── RECORDS ──

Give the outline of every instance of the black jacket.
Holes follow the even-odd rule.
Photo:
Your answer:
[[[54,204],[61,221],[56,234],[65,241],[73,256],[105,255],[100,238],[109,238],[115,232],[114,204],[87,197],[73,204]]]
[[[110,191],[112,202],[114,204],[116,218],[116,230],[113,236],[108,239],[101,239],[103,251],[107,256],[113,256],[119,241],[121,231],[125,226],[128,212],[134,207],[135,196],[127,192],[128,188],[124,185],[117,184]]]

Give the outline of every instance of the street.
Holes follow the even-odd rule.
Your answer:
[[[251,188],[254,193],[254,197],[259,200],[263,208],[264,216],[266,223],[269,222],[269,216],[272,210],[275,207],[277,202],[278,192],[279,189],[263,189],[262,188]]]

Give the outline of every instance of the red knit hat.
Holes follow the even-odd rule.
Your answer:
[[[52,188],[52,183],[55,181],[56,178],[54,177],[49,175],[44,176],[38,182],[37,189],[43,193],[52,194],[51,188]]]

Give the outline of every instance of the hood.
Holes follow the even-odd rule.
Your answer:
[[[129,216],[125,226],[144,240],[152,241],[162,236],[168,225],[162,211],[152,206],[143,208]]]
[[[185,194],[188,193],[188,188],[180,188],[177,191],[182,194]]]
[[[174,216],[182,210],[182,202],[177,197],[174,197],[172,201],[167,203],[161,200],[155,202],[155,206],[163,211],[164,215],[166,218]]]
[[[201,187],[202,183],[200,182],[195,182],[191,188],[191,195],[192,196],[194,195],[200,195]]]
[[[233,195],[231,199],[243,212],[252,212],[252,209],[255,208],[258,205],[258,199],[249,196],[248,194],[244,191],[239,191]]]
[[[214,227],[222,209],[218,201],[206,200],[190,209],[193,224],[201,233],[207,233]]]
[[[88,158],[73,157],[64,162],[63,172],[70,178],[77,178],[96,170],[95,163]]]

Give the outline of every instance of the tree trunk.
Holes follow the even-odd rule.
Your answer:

───

**WRITTEN REQUEST**
Copy out all of the data above, line for line, with no changes.

**SOLUTION**
Give the outline of every instance of the black jacket.
Holes follow the even-odd rule.
Photo:
Your answer:
[[[54,204],[61,221],[56,234],[65,241],[73,256],[105,255],[100,238],[109,238],[115,232],[114,204],[87,197],[73,204]]]
[[[110,191],[112,202],[114,204],[116,218],[116,230],[113,236],[108,239],[101,239],[103,251],[107,256],[113,256],[119,241],[121,231],[125,226],[128,212],[134,207],[135,196],[127,192],[128,188],[124,185],[117,184]]]

Give the outline of every instance of the street.
Holes follow the even-odd rule.
Your answer:
[[[251,188],[254,193],[254,197],[259,200],[263,208],[264,216],[266,223],[269,222],[269,216],[272,210],[275,207],[277,202],[278,192],[279,189],[263,189],[262,188]]]

Give the outline of every instance of the red knit hat.
Holes follow the even-odd rule.
Your answer:
[[[52,188],[52,183],[55,181],[56,178],[54,177],[49,175],[44,176],[38,182],[37,189],[43,193],[52,194],[51,188]]]

Give the outline of every instance of the hood.
Holes follow the even-odd rule.
Your answer:
[[[129,216],[125,226],[144,240],[152,241],[162,236],[168,225],[162,211],[152,206],[143,208]]]
[[[185,194],[188,193],[188,188],[180,188],[177,191],[182,194]]]
[[[174,216],[182,210],[182,202],[177,197],[174,197],[172,201],[167,203],[161,200],[155,202],[155,206],[163,211],[164,215],[166,218]]]
[[[201,187],[202,183],[200,182],[195,182],[191,188],[191,195],[192,196],[194,195],[200,195]]]
[[[233,195],[231,199],[243,212],[252,212],[252,209],[255,208],[258,205],[258,199],[249,196],[248,194],[244,191],[239,191]]]
[[[214,227],[222,209],[218,201],[206,200],[190,209],[193,224],[201,233],[207,233]]]
[[[88,158],[73,157],[64,162],[63,172],[70,178],[77,178],[96,170],[95,163]]]

Give the outline of every instance of the tree trunk.
Holes follow the even-odd rule.
Your answer:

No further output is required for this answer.